**SUPPLIED MATERIAL**:
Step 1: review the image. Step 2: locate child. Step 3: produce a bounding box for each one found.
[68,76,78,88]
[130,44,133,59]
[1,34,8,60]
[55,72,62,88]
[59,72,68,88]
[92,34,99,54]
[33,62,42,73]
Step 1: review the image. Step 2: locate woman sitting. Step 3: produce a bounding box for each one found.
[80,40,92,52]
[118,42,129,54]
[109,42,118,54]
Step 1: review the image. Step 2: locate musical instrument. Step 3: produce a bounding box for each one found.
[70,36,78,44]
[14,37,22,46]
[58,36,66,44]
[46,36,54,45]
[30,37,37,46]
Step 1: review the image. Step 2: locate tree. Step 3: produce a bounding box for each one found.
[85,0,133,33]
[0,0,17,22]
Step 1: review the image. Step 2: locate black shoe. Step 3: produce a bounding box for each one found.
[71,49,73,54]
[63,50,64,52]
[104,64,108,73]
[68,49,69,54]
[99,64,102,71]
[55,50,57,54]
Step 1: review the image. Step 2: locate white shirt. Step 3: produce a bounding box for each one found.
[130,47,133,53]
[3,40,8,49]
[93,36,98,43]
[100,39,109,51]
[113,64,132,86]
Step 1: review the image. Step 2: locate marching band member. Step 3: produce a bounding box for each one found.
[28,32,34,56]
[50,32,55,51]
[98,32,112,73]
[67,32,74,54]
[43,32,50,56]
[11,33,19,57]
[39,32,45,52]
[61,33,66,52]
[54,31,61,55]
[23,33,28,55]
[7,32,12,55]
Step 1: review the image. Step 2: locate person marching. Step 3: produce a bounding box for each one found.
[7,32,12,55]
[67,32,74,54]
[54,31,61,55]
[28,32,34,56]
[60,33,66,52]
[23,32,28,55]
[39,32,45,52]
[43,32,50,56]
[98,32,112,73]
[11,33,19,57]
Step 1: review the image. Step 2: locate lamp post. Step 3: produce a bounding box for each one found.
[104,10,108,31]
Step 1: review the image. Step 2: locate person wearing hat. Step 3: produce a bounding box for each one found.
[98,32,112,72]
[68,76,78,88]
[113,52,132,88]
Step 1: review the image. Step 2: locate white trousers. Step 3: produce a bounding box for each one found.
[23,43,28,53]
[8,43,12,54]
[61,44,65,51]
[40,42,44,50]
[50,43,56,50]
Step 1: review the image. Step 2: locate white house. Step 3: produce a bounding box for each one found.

**EXERCISE BRIEF**: Nothing should be omitted or altered. Retype the records exactly.

**EXERCISE ANSWER**:
Step 1: review the image. Step 2: locate child. Step 3: produce a bounding box for each one found.
[68,76,78,88]
[130,44,133,59]
[1,34,8,60]
[55,72,62,88]
[59,72,68,88]
[92,34,99,54]
[33,62,42,73]
Step 1: review the image. Step 2: locate woman sitting. Step 3: produce a bounding box for each one found.
[80,40,92,52]
[118,42,129,54]
[109,42,118,54]
Step 1: review the image. Step 2: locate musical instrument. Step 3: produce a bounding box for each one found.
[70,36,78,44]
[14,37,22,46]
[58,36,66,44]
[46,36,54,45]
[30,37,37,46]
Step 1: review the image. Step 2: locate tree. Step 3: produce a bounding box for each one found.
[85,0,133,33]
[0,0,17,22]
Step 1: review the image. Step 2: locate black shoe. Step 3: produce a bounding box for each one found.
[71,49,73,54]
[63,50,64,52]
[104,64,108,73]
[68,49,69,54]
[99,64,102,71]
[55,50,57,54]
Step 1: review the image. Step 2: locate white shirt. Step 3: produce a bounding box for each one found.
[130,47,133,53]
[3,40,8,49]
[93,36,98,43]
[100,39,109,51]
[113,64,132,86]
Step 1: review the image. Step 2: locate marching band member. Step 3: produce a bounding box for each one found.
[28,32,34,56]
[50,32,55,51]
[98,32,112,73]
[67,32,74,54]
[43,32,50,56]
[11,33,19,57]
[39,32,45,52]
[61,33,66,52]
[54,31,61,55]
[23,33,28,55]
[7,32,12,55]
Step 1: review the image. Step 2: locate person marching. Step 3: produce a bounding box for each one found.
[7,32,12,55]
[67,32,74,54]
[54,31,61,55]
[28,32,34,56]
[60,33,66,52]
[23,32,28,55]
[39,32,45,52]
[43,32,50,56]
[98,32,112,73]
[11,33,19,57]
Step 1: review the image. Step 2: locate lamp post. Step 3: produce a bounding box for each one found.
[104,10,108,31]
Step 1: review the image. Step 2: locate person wearing hat. Step 3: produce a bounding box for each one found.
[98,32,112,72]
[68,76,78,88]
[113,52,132,88]
Step 1: review the image. Step 2: locate white trousers. Step 3: produce a bounding box for each one found.
[23,43,28,53]
[8,43,12,54]
[61,44,65,51]
[40,42,44,50]
[50,43,56,50]
Step 1: review the image. Step 2: locate white house. Step 3: produce a bounding box for each one found.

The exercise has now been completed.